Tarefa proposta: Transcreva, do texto sobre linguagem inclusiva apresentado abaixo, o trecho que vai de "Comentário que a" até "ELES SÃO ELAS?".

Excerto para leitura:
§
Comentário que a deputada Edite Estrela deixou no Facebook (manteve-se o título original), contestando a crónica "Calem-se!", de Miguel Esteves Cardoso.
O meu artigo de opinião no ASD [Ação Socialista Digital] de hoje sobre linguagem inclusiva e onde refiro o interessante texto de Luís Aguiar-Conraria.
ELAS SÃO ELES E ELES SÃO ELAS?
Há dias, Luís Aguiar-Conraria escreveu um interessante texto "Pai e Mãe Nossa que estais no céu" , em resposta a um outro de Miguel Esteves Cardoso titulado com a forma imperativa "Calem-se!". Um tal título tinha de provocar uma resposta à altura da ordem. Foi dada e bem por Aguiar-Conraria que rebate, com argumentação pertinente e bons exemplos, os preconceitos de MEC a propósito do uso do vocativo inclusivo «portuguesas e portugueses».
Esteves Cardoso considera «um erro e um pleonasmo», «uma estupidez, uma piroseira e uma redundância que fede a um machismo ignorante» usar o plural feminino (portuguesas) em simultâneo com o plural masculino (portugueses) por achar que elas, as mulheres, já estão incluídas no masculino. Ou seja, eles incluem-nas a elas, mas o contrário não é aceitável. Se num auditório se encontrarem 50 mulheres e 10 homens e for usada a fórmula de saudação «boa tarde a todos» , estou certa de que não haverá reação. É considerada "normal". Mas o uso da fórmula no feminino será motivo de chacota. A tradicional formulação «minhas senhoras e meus senhores», equivalente a «portuguesas e portugueses» nunca foi posta em causa.
§
Conteúdo dos dados:

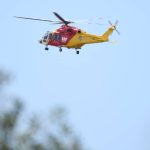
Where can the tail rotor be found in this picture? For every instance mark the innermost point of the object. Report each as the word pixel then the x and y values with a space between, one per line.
pixel 113 26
§
Resultado:
Comentário que a deputada Edite Estrela deixou no Facebook (manteve-se o título original), contestando a crónica "Calem-se!", de Miguel Esteves Cardoso.
O meu artigo de opinião no ASD [Ação Socialista Digital] de hoje sobre linguagem inclusiva e onde refiro o interessante texto de Luís Aguiar-Conraria.
ELAS SÃO ELES E ELES SÃO ELAS?